— Begin Data listing —
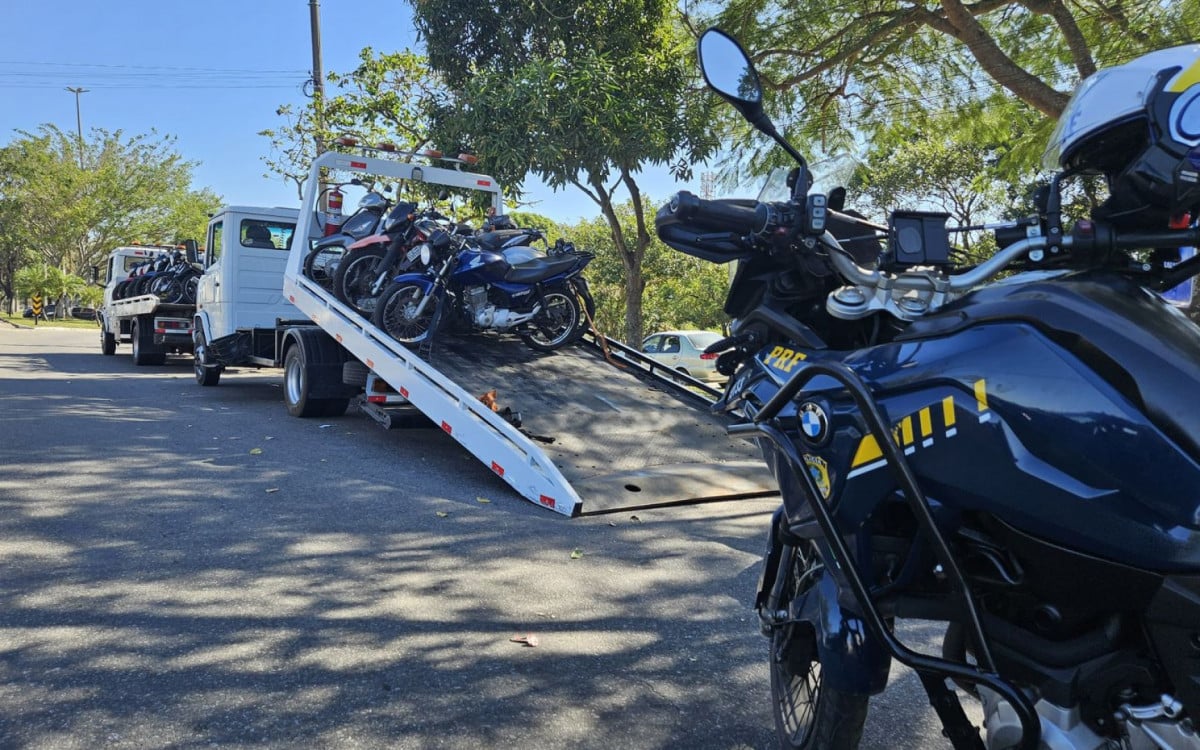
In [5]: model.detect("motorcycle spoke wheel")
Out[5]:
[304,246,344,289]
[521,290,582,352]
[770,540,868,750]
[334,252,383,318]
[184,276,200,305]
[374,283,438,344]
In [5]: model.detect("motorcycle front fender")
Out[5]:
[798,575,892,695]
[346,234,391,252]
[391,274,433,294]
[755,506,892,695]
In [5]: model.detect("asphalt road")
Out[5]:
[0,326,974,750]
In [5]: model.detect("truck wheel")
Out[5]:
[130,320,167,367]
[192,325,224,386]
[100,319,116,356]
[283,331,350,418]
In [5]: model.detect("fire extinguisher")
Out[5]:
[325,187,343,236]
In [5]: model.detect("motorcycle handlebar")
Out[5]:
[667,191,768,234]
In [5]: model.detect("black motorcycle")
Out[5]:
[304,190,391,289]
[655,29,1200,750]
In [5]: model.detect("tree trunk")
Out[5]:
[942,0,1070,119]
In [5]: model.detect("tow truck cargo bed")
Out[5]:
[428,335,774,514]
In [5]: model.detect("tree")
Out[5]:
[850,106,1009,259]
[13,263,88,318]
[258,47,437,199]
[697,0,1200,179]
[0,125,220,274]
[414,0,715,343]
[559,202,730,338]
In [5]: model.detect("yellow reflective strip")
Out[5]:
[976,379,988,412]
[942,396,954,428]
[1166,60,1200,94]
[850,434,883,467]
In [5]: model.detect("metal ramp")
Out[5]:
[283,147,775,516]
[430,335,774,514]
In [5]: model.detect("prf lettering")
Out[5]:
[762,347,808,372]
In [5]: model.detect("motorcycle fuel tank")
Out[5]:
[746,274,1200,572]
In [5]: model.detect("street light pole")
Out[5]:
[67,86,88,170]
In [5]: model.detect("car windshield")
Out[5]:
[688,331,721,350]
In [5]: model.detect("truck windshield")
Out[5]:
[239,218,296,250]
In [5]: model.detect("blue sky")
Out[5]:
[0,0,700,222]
— End Data listing —
— Begin Data listing —
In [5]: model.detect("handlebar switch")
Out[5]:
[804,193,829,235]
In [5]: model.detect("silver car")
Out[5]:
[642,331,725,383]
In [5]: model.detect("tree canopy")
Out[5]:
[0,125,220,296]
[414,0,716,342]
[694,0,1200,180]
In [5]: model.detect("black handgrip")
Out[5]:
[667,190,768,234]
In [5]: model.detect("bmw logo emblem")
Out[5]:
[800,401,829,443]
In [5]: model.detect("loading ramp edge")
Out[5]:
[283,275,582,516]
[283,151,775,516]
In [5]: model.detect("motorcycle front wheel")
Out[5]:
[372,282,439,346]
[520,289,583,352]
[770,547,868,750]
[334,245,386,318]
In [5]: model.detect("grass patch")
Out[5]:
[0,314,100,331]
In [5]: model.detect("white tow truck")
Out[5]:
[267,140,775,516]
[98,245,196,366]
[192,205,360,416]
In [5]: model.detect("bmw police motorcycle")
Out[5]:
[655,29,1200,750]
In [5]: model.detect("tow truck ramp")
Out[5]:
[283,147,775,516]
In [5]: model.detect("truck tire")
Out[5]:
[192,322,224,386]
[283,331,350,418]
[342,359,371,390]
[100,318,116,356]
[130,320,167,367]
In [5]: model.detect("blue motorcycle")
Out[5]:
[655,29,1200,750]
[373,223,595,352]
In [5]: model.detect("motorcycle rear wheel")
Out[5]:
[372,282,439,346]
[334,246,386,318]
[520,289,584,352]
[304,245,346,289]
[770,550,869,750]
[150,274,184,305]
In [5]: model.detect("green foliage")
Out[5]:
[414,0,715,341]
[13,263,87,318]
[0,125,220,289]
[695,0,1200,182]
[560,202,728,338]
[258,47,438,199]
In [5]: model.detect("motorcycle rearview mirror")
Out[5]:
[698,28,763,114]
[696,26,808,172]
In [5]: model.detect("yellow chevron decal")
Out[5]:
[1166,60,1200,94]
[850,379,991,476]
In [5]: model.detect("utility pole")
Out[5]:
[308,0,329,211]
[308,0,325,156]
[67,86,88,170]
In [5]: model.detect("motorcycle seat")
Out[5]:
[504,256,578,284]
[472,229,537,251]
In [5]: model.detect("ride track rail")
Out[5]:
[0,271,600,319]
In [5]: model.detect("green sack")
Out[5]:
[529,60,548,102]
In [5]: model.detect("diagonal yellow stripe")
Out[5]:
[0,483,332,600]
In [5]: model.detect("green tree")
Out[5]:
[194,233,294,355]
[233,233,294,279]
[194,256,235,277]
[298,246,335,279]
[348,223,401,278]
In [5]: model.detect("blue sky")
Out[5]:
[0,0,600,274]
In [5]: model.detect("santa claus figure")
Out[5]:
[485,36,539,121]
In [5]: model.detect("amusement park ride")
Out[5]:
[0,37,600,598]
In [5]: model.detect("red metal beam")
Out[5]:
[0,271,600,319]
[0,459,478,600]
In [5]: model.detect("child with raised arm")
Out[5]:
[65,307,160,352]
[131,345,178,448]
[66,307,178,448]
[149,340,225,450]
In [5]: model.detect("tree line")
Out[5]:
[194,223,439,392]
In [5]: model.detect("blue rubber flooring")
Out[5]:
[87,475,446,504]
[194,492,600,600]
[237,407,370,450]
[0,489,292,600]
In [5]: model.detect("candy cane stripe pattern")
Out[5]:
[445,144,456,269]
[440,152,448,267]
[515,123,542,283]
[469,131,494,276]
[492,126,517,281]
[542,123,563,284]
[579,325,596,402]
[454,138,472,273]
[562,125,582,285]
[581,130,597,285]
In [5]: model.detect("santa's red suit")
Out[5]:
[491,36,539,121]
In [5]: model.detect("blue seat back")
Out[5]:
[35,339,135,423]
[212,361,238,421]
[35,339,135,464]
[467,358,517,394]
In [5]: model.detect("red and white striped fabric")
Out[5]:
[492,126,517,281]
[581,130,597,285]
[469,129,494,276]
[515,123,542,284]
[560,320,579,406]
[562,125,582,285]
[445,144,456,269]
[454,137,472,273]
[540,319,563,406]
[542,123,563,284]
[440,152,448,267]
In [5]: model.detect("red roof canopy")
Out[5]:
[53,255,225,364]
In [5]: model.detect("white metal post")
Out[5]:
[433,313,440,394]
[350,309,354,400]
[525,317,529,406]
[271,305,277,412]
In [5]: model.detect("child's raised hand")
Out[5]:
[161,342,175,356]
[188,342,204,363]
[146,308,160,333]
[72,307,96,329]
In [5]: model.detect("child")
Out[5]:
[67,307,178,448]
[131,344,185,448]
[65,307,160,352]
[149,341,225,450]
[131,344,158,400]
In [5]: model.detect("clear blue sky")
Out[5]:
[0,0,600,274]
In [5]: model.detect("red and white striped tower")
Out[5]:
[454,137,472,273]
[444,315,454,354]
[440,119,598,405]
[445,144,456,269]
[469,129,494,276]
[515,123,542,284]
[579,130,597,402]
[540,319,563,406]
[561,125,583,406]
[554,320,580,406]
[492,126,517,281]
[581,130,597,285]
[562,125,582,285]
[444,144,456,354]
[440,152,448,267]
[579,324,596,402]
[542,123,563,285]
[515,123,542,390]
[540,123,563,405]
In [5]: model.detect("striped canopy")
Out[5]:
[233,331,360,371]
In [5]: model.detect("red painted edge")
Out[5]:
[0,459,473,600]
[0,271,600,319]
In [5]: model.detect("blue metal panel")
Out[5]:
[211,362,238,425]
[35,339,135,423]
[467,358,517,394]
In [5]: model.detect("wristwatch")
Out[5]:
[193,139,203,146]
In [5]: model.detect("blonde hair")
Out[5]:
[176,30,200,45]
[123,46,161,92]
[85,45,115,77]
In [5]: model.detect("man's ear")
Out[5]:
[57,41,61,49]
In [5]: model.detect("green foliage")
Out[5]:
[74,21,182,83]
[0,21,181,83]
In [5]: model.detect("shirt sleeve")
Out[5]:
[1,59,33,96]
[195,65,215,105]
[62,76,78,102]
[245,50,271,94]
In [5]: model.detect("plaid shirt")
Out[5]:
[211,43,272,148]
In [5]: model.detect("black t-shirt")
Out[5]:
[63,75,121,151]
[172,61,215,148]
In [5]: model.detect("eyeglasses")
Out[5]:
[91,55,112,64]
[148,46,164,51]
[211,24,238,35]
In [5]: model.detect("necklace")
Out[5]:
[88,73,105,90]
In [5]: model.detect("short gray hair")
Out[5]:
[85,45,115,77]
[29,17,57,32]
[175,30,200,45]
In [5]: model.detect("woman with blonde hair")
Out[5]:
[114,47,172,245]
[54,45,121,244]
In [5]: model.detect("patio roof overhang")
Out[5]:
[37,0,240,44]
— End Data listing —
# Problem description
List each line of the records that contains the string "shirt".

# Complete answer
In [5]: model.detect("shirt sleeve")
In [5]: model.detect("plaid shirt")
In [5]: model.detect("black t-shirt")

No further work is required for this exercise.